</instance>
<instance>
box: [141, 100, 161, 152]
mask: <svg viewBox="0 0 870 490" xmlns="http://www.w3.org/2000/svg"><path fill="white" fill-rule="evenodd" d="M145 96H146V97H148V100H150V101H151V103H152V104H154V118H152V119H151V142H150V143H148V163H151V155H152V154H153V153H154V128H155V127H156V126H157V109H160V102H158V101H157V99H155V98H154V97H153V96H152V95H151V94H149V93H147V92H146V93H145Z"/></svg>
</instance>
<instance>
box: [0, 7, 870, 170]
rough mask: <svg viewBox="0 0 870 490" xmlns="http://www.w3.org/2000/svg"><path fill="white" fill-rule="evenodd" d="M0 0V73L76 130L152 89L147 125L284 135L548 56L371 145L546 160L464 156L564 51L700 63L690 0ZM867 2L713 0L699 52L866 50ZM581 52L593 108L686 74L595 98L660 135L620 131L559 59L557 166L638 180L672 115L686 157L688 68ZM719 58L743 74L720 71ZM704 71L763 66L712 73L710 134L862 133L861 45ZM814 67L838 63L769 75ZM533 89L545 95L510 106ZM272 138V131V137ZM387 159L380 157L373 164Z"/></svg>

◇ ◇ ◇ ◇ ◇ ◇ ◇

** Brief **
Repeat what the records above say. Use their exact words.

** The answer **
</instance>
<instance>
box: [141, 100, 161, 152]
mask: <svg viewBox="0 0 870 490" xmlns="http://www.w3.org/2000/svg"><path fill="white" fill-rule="evenodd" d="M145 96H146V97H148V100H150V101H151V103H152V104H154V118H152V119H151V142H150V143H148V163H151V155H152V154H153V153H154V128H155V127H156V126H157V109H160V102H158V101H157V99H155V98H154V97H153V96H152V95H151V94H149V93H147V92H146V93H145Z"/></svg>
</instance>
<instance>
box: [0, 7, 870, 170]
rough mask: <svg viewBox="0 0 870 490" xmlns="http://www.w3.org/2000/svg"><path fill="white" fill-rule="evenodd" d="M0 0V73L76 130L152 89L147 125L284 135L548 56L371 145L546 160L464 156L564 51L700 63L690 0ZM867 2L713 0L699 52L866 50ZM581 52L593 108L686 74L595 98L660 135L620 131L559 59L557 166L638 180L672 115L686 157L688 68ZM719 58L743 74L720 71ZM704 71L763 66L712 73L710 134L862 133L861 45ZM814 67L838 63L769 75ZM533 89L545 95L510 106ZM272 138V131V137ZM387 159L380 157L373 164Z"/></svg>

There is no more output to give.